# Any information on the new Honda HS1332 Snowblower?



## mrwhite1

I have been researching snowblowers here recently, i was interested in purchasing an 1132. Unfortunately this isnt a good time of the year to talk to dealers since they had to put in their orders at the end of March and were wish washy on giving me pricing. One of the dealers I spoke with actually had his act together and was telling me the 1132 has been discontinued and the new model is the 1332. I've been trying to research to find out what will be the difference between it and the previous 1132 beside the upgraded 13 horsepower engine?

Anyone heard anything?
Few rumors he heard although not confirmed: 
Slightly increased handlebar height
Standard commercial skid shoes
Move choke to throttle instead of own cable

Additional information or pictures would be appreciated


----------



## Hoodoo Valley

I have no idea, but still wanted to welcome you to the forum!


----------



## woodwelder

mrwhite1 said:


> I have been researching snowblowers here recently, i was interested in purchasing an 1132. Unfortunately this isnt a good time of the year to talk to dealers since they had to put in their orders at the end of March and were wish washy on giving me pricing. One of the dealers I spoke with actually had his act together and was telling me the 1132 has been discontinued and the new model is the 1332. I've been trying to research to find out what will be the difference between it and the previous 1132 beside the upgraded 13 horsepower engine?
> 
> Anyone heard anything?

Information shown:
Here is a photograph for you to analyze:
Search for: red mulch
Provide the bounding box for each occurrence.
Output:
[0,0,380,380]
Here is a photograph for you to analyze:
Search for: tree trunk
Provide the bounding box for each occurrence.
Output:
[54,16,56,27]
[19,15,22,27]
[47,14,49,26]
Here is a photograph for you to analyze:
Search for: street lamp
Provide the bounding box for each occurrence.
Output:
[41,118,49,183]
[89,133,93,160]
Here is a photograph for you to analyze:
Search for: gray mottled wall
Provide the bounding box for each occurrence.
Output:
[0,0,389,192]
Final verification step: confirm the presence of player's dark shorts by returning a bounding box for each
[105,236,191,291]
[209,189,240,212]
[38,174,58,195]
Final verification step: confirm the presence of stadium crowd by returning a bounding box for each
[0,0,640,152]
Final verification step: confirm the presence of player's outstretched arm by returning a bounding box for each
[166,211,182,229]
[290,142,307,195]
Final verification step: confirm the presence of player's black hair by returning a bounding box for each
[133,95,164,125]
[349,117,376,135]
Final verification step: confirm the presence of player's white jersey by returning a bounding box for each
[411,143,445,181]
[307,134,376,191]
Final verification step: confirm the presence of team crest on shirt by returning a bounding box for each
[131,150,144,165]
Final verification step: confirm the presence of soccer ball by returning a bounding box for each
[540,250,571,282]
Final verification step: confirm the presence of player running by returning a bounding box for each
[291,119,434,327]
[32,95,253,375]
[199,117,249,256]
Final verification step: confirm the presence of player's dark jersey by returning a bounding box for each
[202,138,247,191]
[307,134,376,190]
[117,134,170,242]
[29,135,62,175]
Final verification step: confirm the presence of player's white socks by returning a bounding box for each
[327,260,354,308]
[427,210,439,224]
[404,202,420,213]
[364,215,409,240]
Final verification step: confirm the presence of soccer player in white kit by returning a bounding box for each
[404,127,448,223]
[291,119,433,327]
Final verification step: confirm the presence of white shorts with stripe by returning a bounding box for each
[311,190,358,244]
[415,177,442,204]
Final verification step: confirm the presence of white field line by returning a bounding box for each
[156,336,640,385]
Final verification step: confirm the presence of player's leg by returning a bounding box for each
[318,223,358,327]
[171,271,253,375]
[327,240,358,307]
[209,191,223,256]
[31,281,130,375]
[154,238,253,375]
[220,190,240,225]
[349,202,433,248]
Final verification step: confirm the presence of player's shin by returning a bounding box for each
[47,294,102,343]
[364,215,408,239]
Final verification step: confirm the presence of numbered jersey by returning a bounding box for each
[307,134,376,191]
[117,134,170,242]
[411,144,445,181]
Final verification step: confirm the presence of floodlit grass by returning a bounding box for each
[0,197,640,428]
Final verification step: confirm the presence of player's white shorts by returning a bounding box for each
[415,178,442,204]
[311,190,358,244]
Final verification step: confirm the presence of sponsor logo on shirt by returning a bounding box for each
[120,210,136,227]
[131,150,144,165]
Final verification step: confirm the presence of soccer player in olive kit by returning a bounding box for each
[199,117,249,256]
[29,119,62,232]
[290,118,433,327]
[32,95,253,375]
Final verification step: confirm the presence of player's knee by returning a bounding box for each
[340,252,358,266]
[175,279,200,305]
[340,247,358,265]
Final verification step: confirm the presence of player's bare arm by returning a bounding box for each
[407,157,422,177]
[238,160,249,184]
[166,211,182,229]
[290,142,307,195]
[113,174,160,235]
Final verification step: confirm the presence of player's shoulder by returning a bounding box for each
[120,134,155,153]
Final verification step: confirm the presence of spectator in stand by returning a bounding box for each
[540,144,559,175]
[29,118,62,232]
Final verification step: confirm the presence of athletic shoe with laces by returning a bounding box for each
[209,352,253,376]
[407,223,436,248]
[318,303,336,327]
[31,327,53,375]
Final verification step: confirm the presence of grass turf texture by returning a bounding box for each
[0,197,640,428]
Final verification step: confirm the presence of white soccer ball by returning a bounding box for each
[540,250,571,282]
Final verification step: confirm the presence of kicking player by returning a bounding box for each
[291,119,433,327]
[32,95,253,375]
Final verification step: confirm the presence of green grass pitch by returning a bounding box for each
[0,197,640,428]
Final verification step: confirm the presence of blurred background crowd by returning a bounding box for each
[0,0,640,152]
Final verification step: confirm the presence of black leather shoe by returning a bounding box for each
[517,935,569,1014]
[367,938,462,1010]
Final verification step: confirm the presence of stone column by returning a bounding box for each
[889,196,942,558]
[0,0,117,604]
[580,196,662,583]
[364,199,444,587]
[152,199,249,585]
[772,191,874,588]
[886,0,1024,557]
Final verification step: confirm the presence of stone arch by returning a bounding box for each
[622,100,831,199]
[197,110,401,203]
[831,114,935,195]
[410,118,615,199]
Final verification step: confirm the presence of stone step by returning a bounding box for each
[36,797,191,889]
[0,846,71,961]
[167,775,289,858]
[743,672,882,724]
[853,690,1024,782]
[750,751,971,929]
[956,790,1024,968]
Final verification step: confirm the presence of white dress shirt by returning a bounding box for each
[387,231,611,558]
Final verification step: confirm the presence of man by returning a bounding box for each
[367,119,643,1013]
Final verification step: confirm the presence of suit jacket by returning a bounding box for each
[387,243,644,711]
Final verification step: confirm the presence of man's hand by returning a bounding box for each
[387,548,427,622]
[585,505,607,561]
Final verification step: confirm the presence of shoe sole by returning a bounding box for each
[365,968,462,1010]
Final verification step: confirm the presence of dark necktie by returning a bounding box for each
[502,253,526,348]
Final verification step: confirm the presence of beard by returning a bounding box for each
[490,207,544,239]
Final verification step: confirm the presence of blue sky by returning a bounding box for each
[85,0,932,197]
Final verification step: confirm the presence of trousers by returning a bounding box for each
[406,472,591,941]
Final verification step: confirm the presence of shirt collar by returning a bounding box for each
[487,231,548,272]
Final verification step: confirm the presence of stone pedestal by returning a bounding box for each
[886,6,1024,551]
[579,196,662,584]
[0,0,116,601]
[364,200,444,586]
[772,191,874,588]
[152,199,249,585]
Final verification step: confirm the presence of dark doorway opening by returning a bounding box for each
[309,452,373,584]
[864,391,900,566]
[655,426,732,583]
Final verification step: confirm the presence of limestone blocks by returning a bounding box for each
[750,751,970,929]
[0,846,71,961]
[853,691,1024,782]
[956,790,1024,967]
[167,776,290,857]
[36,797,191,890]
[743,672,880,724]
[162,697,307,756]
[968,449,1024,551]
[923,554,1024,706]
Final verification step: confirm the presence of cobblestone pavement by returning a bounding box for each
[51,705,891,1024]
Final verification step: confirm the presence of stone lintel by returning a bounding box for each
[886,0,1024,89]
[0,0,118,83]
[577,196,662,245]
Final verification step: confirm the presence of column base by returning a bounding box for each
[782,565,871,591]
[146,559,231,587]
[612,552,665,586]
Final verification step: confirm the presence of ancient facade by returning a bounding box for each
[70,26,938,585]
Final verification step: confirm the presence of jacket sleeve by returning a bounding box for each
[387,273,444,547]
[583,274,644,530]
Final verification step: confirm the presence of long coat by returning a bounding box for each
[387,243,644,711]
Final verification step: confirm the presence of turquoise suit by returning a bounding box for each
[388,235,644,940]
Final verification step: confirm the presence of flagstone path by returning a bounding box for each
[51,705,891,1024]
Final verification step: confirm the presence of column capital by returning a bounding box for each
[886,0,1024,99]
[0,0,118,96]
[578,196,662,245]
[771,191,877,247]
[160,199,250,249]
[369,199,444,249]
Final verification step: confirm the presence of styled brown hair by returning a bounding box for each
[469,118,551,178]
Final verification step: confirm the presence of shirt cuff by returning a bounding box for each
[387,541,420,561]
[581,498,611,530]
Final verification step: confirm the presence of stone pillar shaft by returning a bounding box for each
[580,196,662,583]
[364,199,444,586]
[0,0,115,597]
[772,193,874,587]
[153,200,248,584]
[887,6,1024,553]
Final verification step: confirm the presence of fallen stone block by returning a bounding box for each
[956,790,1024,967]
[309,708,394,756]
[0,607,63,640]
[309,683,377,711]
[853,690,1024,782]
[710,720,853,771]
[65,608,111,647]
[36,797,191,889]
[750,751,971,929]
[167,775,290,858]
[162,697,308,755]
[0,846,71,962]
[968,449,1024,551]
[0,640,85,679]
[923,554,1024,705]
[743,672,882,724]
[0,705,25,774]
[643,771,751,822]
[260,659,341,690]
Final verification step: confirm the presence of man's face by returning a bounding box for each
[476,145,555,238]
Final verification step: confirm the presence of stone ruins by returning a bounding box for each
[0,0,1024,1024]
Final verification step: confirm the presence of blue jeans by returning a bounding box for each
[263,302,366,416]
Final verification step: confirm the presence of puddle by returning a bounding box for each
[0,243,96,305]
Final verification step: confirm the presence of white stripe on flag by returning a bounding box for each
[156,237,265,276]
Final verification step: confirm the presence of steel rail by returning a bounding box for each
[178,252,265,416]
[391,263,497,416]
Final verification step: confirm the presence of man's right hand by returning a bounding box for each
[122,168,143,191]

To-do list:
**A.** In the snowblower forum thread, what did the dealer say had replaced the discontinued 1132?
**B.** Carry on the snowblower forum thread from the point where it stops.

Outputs in order:
**A.** The new model, the 1332.

**B.**
> Few rumors he heard although not confirmed:
> Slightly increased handlebar height
> Standard commercial skid shoes
> Move choke to throttle instead of own cable
> 
> Additional information or pictures would be appreciated


I contacted "Tim" at Stockton Honda in central California, and he told me that the price for the HS1332TAS is the same as the HS1132TAS, and it has some new features other than the horsepower, but no details were discussed. Neither he nor I could find any details on the web. I ordered one, but delivery will not occur until late August. Honda likes to collect orders until they can fill up a big shipping container, and then forwards same to local dealers here. Perhaps your local Honda dealer would be the one to contact.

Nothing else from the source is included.